> **Given records**
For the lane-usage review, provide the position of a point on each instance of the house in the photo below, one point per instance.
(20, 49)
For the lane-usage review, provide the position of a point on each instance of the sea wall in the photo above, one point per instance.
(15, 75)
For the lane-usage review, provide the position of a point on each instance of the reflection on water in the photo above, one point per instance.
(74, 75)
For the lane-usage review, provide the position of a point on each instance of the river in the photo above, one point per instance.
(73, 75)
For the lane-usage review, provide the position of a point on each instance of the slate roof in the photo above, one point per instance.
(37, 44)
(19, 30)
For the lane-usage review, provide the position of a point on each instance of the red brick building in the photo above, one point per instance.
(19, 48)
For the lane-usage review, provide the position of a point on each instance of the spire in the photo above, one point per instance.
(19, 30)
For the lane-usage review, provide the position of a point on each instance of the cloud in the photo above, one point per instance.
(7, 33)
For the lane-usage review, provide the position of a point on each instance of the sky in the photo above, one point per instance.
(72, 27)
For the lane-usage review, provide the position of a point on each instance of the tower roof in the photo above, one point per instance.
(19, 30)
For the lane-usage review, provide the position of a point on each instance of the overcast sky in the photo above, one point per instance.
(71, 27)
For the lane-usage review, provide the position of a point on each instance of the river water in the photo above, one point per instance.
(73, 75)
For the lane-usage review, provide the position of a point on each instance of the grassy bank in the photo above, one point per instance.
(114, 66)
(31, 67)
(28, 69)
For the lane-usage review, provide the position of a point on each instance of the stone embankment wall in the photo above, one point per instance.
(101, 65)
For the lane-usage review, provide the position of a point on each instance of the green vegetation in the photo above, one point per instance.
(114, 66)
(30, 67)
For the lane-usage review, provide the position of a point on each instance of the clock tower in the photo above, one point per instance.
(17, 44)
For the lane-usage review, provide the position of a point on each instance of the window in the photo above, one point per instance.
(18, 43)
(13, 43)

> **Directions for this task**
Arrange as a JSON list of strings the lines of the records from the line containing "of the grassy" up to and including the final line, one string per line and no blank lines.

> **Worked answer**
[
  "For the lane-usage review, provide the position of a point on each instance of the grassy bank in the photo above, one point per instance.",
  "(114, 66)",
  "(31, 67)",
  "(28, 69)",
  "For the lane-usage review, provide the position of a point on each instance of the stone embankment wall in the photo above, one point per instance.",
  "(101, 65)",
  "For the lane-usage review, provide the position of a point on each instance of the green vegetation in the photo above, one point per instance.",
  "(114, 66)",
  "(30, 67)",
  "For the lane-usage review, provide the position of a point on each instance of the clock tower in the photo above, one point per instance.",
  "(17, 44)",
  "For the lane-usage review, provide the position of a point on each instance of the window in the photo above, one point per instance.",
  "(18, 43)",
  "(13, 43)"
]